Given problem 1:
Gather every line of the records below that contains the word "blue", and copy each one. Case counts.

Source extract:
════════════════════

L5/6: Database Design Theory

Question 1

What is

Design Theory

about?

Answer 1

How to represent your data

in such a way that you

avoid Anomalies

caused by data redundancy, null values, etc

Question 2

What are

Armstrongs 4 Rules

used for?

Answer 2

Discovering Functional Dependencies

from Functional Dependencies that are already known

Question 3

Armstrong’s Rules

(names only)

Answer 3

• Reduction (trivial)
• Transitivity
• Augmentation
• Split/Combine

Question 4

Armstrong’s Rules:

Reduction

Answer 4

Given a set of attributes: X, Y, Z

If Y is a subset of X (Y is in X),

Then X is Functionally Dependent on Y

X → Y

This is kind of trivial.

Question 5

Armstrong’s Rules:

Transitivity

Answer 5

Given a set of attributes: X, Y, Z

If X is functionally dependent on Y (X → Y),

and Y is functionally dependent on Z ( Y → Z),

then X is functionally dependent on Z:

X → Y → Z, therefore X → Z

Question 6

Armstrong’s Rules:

Augmentation

Answer 6

Given a set of attributes: X, Y, Z

If X is functionally dependent on Y (X → Y),

then XZ is functionally dependent on YZ ( XZ → YZ):

X → Y, therefore XZ → YZ for any Z

Question 7

Armstrong’s Rules:

Split/Combine

Answer 7

Given a set of attributes: X, Y, Z

Combine:

If X is functionally dependent on Y (X → Y),

and X is functionally dependent on Z ( X → Z),

then X is functionally dependent on YZ:

X → Y , and X→Z, therefore X → YZ

Split:

If X is functionally dependent on YZ,(X → YZ),

then X is functionally dependent on Y ( X → Y)

════════════════════

Exercise inputs:
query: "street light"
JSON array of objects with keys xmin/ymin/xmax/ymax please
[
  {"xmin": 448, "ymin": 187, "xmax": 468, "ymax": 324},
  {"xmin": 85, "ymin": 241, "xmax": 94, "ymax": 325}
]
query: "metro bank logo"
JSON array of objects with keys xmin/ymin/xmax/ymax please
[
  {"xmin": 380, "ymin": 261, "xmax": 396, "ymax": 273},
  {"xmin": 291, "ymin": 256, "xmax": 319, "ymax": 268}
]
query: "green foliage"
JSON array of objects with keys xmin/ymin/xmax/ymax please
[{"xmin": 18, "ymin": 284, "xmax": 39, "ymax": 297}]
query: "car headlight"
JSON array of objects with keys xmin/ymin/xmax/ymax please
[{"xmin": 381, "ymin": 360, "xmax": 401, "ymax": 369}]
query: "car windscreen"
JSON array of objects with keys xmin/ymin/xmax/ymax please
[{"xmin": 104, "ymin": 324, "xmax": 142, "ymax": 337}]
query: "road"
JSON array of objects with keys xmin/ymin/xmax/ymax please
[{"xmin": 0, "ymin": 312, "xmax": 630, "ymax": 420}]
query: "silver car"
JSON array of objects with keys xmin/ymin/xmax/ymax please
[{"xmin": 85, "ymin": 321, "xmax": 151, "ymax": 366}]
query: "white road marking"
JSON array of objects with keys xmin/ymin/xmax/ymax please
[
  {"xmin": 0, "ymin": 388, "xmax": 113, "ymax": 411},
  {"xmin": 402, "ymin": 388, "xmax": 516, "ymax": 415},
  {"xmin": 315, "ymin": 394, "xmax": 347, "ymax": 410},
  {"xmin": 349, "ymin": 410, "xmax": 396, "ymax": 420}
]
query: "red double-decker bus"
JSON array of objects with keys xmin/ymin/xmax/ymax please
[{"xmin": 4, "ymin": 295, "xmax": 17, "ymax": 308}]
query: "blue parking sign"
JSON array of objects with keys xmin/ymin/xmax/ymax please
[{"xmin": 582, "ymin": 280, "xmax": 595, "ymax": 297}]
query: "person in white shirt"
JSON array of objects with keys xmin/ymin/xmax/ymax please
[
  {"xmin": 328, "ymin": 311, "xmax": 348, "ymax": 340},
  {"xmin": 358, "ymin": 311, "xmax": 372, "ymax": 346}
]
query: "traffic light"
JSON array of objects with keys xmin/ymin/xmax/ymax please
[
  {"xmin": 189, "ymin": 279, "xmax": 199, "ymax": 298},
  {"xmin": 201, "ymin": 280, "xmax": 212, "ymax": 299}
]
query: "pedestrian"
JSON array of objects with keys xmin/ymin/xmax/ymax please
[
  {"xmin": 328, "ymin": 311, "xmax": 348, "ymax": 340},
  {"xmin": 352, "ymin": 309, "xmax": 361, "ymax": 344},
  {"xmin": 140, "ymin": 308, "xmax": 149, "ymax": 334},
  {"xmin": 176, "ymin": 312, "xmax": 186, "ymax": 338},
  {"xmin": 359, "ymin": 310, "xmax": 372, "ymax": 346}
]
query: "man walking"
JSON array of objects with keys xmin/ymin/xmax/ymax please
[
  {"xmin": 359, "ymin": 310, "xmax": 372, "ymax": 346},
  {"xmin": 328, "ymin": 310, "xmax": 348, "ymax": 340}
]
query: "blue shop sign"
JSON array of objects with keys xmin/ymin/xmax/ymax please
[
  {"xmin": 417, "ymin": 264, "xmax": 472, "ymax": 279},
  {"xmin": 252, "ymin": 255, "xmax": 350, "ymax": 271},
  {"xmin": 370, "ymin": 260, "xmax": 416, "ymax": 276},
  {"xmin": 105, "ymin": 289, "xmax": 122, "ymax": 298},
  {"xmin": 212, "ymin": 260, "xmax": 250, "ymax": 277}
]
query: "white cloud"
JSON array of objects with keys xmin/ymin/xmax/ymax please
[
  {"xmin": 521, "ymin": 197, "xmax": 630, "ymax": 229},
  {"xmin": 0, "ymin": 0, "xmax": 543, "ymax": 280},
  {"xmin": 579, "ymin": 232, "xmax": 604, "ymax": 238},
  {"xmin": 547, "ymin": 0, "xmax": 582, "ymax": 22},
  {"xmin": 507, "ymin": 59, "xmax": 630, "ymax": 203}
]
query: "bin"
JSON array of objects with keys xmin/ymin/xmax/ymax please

════════════════════

Given problem 2:
List the names of Armstrong's rules that the database design theory notes give.

Correct result 1:
query: "blue parking sign"
query: "blue shop sign"

Correct result 2:
- Reduction (trivial)
- Transitivity
- Augmentation
- Split/Combine